Table 2: Key statistics
|AustralianSuper||First State Super||QSuper||UniSuper||Sunsuper|
|Assets ($ billion)||184||102||97||90||73|
|Default option||Single option||Lifestage||Lifestage||Single option||Lifestage|
*Unlisted infrastructure, unlisted property and private equity only
Source: Chant West
The role of unlisted assets
According to Mohankumar, the main driver of outperformance by industry funds has been unlisted assets, but active management has also contributed.
By investing large amounts in physical assets such as sea and airports, toll roads and shopping centres, and holding them for the long term, funds can avoid the short-term market volatility associated with listed investments such as shares.
As you can see from Table 2, unlisted assets account for between 20% and 27% of assets under management at four of the five biggest industry funds. These figures include unlisted infrastructure, unlisted property and private equity only. When unlisted alternative assets are included, the totals for some funds are even higher.
Of these four, First State Super’s relative performance lagged over ten and 15 years but has begun to improve more recently. According to Mohankumar, the recent improvement coincided with an incremental build-up of its unlisted asset exposure over the past five years to around 20%.
As you can also see from Table 2, UniSuper bucks the trend where unlisted assets are concerned.

§ DATASET CONTENT:

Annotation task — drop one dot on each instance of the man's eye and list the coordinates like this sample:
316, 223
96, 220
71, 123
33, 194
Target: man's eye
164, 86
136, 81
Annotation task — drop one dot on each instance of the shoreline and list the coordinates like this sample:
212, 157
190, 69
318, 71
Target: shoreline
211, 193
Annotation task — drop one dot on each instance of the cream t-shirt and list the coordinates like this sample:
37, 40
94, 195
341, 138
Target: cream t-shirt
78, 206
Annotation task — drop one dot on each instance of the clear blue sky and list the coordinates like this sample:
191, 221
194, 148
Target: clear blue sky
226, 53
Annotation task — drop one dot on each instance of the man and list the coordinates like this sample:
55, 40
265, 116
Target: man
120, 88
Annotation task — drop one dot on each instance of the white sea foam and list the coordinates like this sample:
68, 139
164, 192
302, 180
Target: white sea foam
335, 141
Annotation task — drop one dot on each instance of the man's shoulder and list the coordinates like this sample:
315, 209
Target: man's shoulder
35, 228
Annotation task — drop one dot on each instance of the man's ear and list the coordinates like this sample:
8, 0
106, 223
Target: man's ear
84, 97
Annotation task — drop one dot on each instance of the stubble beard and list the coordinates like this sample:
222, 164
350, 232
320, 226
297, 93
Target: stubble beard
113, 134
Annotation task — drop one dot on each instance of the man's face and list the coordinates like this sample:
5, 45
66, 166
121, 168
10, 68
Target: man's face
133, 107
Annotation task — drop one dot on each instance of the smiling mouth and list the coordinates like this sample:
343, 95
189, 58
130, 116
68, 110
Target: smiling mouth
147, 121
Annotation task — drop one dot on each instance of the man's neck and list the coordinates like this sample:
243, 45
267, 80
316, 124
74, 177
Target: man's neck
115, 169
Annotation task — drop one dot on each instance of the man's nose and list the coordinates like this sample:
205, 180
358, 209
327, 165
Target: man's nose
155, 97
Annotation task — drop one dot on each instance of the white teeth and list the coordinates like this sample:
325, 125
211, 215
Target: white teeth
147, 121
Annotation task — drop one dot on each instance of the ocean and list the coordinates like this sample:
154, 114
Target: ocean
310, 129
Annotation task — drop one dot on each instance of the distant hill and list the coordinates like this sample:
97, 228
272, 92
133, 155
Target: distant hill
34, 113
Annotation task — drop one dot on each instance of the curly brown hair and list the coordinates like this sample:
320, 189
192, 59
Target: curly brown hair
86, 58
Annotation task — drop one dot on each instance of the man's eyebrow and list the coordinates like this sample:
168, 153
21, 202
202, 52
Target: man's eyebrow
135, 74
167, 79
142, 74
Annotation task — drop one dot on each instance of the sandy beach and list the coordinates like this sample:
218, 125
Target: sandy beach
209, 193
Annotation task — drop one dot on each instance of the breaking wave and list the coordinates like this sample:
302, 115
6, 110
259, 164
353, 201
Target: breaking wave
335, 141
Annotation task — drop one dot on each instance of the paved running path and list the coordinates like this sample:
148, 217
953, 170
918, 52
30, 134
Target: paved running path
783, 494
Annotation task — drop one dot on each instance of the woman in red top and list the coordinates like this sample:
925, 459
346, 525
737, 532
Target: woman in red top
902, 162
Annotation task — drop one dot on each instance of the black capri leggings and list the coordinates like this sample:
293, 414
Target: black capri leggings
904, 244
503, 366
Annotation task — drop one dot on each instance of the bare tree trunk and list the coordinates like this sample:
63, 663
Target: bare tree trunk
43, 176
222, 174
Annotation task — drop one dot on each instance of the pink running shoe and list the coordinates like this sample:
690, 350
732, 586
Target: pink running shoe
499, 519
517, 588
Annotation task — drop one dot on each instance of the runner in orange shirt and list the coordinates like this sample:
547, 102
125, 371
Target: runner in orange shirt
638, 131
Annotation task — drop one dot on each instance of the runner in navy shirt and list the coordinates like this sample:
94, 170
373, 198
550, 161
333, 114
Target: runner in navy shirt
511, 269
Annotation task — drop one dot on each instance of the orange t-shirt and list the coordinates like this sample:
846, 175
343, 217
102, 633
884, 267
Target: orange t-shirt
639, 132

§ WHAT YOU WILL DO: What does the text on unlisted assets name as the main driver of industry funds' outperformance? The data above comes from a separate source.

§ TASK RESULT: Unlisted assets.